→ EXERCISE: Some lines below hold "forest". Pick them out and copy them.

◇ ◇ ◇ ◇

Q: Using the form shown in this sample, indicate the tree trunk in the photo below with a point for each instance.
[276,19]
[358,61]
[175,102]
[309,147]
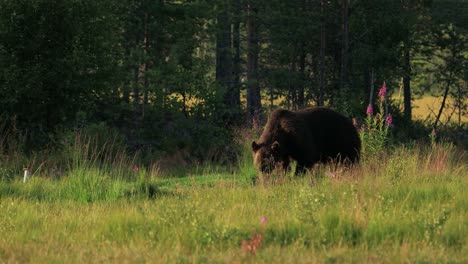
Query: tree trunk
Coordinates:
[236,69]
[300,90]
[446,92]
[126,92]
[407,84]
[344,46]
[322,54]
[223,52]
[253,88]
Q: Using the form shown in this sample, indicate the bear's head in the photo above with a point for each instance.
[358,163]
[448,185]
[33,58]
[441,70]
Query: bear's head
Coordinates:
[268,157]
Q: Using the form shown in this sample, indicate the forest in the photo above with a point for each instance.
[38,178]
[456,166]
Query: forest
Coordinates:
[126,130]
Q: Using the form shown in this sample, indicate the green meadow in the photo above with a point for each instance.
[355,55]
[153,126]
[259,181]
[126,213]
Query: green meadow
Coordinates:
[407,204]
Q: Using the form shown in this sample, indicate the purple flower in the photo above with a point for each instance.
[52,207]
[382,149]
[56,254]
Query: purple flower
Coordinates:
[363,128]
[383,91]
[389,120]
[370,110]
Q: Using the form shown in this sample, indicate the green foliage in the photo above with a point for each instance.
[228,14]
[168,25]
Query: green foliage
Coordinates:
[388,212]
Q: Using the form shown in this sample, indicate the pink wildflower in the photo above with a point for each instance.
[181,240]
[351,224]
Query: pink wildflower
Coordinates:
[383,91]
[370,110]
[389,120]
[377,117]
[363,128]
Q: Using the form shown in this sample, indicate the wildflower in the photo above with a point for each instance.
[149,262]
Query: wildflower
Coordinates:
[383,91]
[377,117]
[370,110]
[389,120]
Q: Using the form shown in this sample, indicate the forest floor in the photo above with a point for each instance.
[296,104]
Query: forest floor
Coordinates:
[407,205]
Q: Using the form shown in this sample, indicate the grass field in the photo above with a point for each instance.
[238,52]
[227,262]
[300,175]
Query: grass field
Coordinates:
[406,205]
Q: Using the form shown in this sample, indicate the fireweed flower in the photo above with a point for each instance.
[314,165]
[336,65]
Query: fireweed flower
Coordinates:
[370,110]
[383,91]
[389,120]
[363,128]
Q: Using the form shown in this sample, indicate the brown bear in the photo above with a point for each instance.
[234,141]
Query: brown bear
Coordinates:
[307,136]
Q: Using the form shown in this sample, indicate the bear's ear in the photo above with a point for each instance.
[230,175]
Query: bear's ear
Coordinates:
[275,146]
[255,146]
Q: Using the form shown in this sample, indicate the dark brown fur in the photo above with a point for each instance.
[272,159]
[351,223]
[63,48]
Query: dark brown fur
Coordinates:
[307,136]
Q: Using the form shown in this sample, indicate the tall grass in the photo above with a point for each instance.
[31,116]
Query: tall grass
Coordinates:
[406,204]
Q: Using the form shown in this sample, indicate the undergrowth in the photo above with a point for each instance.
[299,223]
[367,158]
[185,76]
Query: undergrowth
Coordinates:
[406,204]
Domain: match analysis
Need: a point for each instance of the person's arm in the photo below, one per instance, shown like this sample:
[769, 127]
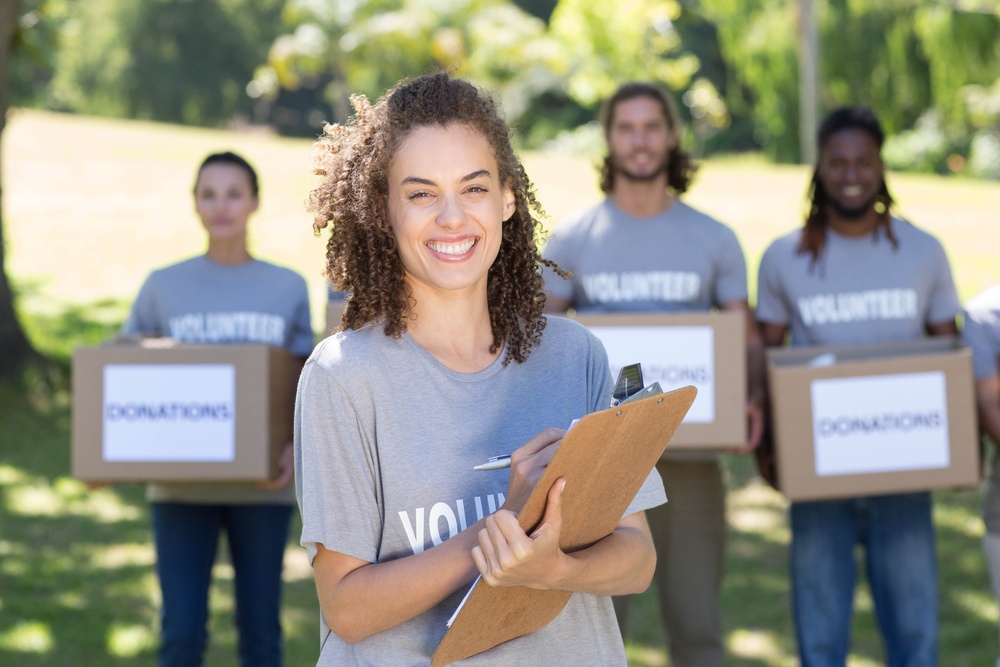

◇ ◇ ◇ ◇

→ SOLUTION TO THIS PROBLEM:
Q: Using the form shown in this sample, indicate the forest in the photo above with a point for each instance.
Query: forest
Q: Using the form shown in this sample, indicate the forest floor in the photo above with a point for each instance.
Query: forest floor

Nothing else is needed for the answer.